## PODANY TEKST
Cichy Fragles

skocz do treści

Dziesięć książek wpływowych

Dodane: 21 września 2014, w kategorii: Literatura

Zostałem trafiony przez eV łańcuszkiem – na szczęście tylko książkowym, więc nie doznałem obrażeń. Łańcuszek, gdyby ktoś jeszcze nie zdążył o nim usłyszeć, polega na tym, że publikuje się na blogu listę dziesięciu książek, które najbardziej wpłynęły na nasze życie, po czym wskazuje się kolejnych dziesięciu blogerów, którzy powinni zrobić to samo. Zasadniczo łańcuszki mi zwisają i programowo je ucinam, ale ten akurat jest fajny, promuje czytelnictwo i w ogóle, więc przedłużę.

Co prawda zdarzyło mi się jakiś czas temu opublikować listę dziesięciu najlepszych książek, więc mógłbym pójść na łatwiznę i po prostu do niej odesłać, ale „najlepsze” a „najważniejsze” to niezupełnie to samo – sam opad szczęki nie musi w jakikolwiek sposób wpływać na niczyje życie, natomiast może je odmienić książka skądinąd daleka od rewelacji, ale mimo to kierująca nas pod jakimś względem na nowe tory. W rzeczy samej, na mojej liście najbardziej wpływowych książek znalazły się tylko trzy z dziesiątki najlepszych – ale wszystkie pozostałe niżej wymienione również jak najbardziej polecam.

## CO PRZYGOTOWAĆ
Przepisz wiernie fragment podanego tekstu o wpływowych książkach. Zacznij od słów „Dodane: 21 września” i zakończ na słowach „ogóle, więc przedłużę.” włącznie.

## DANE WEJŚCIOWE

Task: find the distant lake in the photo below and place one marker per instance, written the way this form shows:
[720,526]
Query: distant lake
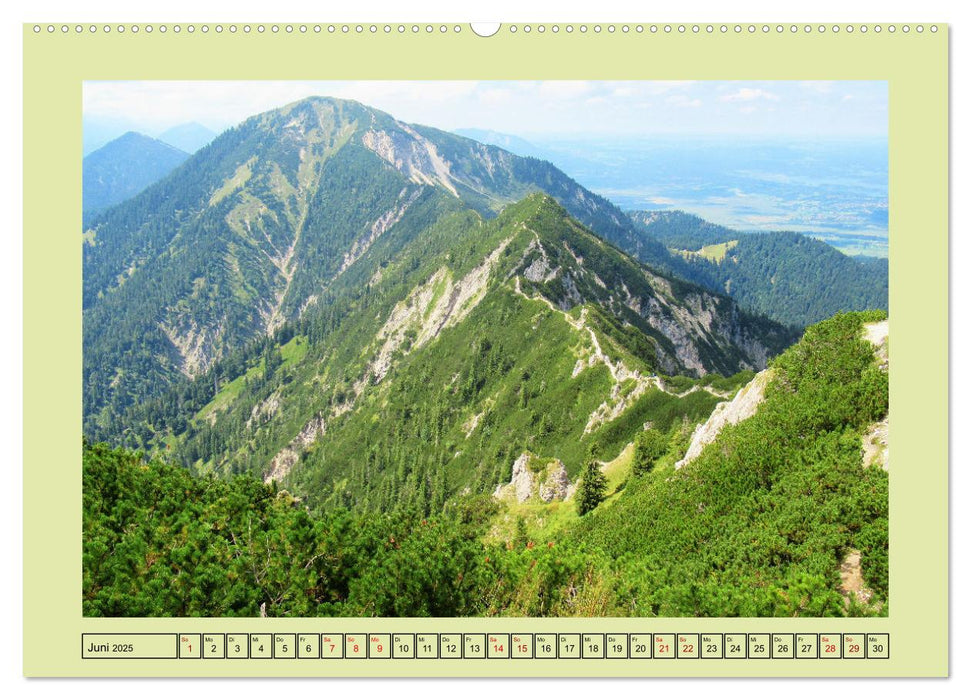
[835,190]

## ROZWIĄZANIE ZADANIA
Dodane: 21 września 2014, w kategorii: Literatura

Zostałem trafiony przez eV łańcuszkiem – na szczęście tylko książkowym, więc nie doznałem obrażeń. Łańcuszek, gdyby ktoś jeszcze nie zdążył o nim usłyszeć, polega na tym, że publikuje się na blogu listę dziesięciu książek, które najbardziej wpłynęły na nasze życie, po czym wskazuje się kolejnych dziesięciu blogerów, którzy powinni zrobić to samo. Zasadniczo łańcuszki mi zwisają i programowo je ucinam, ale ten akurat jest fajny, promuje czytelnictwo i w ogóle, więc przedłużę.